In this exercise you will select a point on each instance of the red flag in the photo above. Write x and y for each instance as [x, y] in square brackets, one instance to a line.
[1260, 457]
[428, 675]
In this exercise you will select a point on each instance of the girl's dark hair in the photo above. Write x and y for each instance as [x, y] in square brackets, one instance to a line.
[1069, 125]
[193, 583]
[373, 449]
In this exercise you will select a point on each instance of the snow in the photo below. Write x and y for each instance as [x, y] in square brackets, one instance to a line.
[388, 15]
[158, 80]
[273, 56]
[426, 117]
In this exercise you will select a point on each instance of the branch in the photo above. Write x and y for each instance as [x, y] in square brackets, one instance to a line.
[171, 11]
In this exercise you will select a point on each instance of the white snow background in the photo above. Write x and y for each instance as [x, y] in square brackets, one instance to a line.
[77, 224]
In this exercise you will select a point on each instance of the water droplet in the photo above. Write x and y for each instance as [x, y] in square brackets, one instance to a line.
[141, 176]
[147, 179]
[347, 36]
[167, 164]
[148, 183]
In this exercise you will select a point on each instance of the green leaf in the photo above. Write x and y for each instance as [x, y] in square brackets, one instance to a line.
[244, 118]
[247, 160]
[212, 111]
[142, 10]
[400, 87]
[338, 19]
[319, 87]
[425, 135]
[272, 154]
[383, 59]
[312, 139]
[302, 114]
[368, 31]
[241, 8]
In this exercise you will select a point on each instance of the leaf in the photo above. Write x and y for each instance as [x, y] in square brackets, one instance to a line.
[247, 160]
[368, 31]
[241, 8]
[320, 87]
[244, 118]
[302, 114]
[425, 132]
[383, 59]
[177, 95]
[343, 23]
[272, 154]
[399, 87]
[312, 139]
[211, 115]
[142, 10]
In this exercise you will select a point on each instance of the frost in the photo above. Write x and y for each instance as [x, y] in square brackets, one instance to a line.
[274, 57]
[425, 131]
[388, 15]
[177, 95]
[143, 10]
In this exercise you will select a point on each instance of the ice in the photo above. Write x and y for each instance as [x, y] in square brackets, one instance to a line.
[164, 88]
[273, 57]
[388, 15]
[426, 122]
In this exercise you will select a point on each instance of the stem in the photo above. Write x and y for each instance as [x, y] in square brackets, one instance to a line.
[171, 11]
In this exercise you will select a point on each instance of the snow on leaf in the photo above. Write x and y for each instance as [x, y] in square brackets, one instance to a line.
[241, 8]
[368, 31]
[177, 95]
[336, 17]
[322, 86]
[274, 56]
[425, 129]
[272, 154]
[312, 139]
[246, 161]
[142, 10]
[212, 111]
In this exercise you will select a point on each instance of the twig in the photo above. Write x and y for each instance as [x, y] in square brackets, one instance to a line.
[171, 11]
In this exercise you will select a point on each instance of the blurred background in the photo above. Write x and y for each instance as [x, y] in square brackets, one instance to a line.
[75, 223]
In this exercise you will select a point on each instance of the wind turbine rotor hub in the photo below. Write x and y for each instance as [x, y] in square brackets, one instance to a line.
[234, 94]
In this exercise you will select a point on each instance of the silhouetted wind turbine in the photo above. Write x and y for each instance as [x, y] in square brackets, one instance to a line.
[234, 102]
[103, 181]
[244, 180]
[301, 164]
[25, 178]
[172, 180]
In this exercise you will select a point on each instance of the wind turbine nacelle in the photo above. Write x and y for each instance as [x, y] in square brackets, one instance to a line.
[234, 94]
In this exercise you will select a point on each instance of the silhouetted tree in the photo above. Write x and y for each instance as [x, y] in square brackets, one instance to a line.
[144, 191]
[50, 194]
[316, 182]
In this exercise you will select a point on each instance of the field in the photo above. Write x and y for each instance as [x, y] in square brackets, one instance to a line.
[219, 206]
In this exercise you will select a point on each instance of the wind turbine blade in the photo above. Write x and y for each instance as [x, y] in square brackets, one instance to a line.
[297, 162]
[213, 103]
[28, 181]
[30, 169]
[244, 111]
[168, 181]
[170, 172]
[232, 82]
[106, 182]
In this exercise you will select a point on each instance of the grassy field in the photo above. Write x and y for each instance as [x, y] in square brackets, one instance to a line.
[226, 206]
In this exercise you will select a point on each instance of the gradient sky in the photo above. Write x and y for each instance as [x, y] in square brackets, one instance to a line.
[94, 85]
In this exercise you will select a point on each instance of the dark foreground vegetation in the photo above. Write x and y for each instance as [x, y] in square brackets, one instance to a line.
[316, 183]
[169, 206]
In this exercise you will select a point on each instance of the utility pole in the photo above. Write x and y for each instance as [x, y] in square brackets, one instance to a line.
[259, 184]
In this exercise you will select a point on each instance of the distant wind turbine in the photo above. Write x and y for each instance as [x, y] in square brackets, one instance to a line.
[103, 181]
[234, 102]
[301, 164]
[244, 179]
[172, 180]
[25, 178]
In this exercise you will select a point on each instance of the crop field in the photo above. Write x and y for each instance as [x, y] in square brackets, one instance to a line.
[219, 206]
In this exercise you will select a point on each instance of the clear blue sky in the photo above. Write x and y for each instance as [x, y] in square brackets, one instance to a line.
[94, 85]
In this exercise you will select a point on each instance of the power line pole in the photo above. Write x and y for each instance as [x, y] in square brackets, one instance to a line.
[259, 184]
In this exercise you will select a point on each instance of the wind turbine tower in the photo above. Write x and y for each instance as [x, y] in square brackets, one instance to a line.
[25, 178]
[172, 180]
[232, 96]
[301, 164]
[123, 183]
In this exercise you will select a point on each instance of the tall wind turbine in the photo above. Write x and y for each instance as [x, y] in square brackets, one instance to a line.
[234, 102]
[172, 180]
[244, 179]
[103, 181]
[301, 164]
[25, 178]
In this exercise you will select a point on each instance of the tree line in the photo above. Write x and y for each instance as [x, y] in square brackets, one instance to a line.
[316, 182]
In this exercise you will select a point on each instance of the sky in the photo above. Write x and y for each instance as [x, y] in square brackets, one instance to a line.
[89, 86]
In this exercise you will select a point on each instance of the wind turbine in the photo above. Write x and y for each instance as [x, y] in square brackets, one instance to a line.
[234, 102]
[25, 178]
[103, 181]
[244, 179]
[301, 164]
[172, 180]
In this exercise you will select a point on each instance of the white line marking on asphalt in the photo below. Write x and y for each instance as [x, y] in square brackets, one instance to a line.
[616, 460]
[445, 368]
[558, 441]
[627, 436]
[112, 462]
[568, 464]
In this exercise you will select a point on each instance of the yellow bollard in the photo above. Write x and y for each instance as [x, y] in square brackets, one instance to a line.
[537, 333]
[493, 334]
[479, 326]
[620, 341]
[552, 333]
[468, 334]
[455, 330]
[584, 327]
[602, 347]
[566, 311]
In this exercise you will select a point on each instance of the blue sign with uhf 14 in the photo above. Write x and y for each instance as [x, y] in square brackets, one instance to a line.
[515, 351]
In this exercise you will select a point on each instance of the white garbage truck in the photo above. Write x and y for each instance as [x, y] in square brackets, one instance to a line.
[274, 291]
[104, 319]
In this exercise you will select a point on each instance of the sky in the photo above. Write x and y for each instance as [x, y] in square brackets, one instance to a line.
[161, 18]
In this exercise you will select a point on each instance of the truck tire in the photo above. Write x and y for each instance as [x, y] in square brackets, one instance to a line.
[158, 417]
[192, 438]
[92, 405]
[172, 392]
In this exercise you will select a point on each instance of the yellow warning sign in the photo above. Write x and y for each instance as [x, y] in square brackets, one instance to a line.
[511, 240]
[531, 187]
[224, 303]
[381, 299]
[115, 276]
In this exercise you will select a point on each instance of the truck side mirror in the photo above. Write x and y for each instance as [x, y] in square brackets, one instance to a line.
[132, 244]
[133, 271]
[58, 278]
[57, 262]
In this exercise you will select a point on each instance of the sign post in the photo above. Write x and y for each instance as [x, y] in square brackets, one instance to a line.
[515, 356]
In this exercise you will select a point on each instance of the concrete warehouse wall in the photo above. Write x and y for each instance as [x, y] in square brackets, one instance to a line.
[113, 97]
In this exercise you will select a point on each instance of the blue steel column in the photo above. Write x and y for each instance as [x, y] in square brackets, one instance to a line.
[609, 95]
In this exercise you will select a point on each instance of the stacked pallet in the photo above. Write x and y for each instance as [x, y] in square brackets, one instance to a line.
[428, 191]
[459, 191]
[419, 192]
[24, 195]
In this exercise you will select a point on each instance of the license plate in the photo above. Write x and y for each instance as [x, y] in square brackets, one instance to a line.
++++
Return the lines from the line containing "the truck side" to the end of the entries above, exactly as they appear and with no other output.

- [Response]
In this exercise you will select a point on each instance of the truck side mirror in the photo above. Write x and y for each instance as [x, y] in square brackets, one instance to a line.
[132, 244]
[133, 271]
[58, 278]
[57, 262]
In this exercise you will select a point on each instance of the sign post in the photo above. Write x and y for each instance as [x, y] in square brackets, one instance to a line.
[515, 356]
In this exercise you will select a point on each instance of the concrete warehouse wall in the photo above. Write x and y for each instance as [x, y] in square brackets, one instance to a line.
[113, 97]
In this exercise you will select a point on each instance of the blue steel column in the photo above. Write x and y for each instance as [x, y] in square brackets, one instance to a line.
[609, 95]
In this exercise you will select a point on each instance of the stacked pallet in the photo above. Write x and y for each instance as [x, y] in square brackets, one instance to a line.
[428, 191]
[459, 191]
[419, 192]
[24, 195]
In this exercise you will select a point on each instance of the license plate in the photo above. Write x and y for each instance as [x, y] in square brackets, one instance to a line.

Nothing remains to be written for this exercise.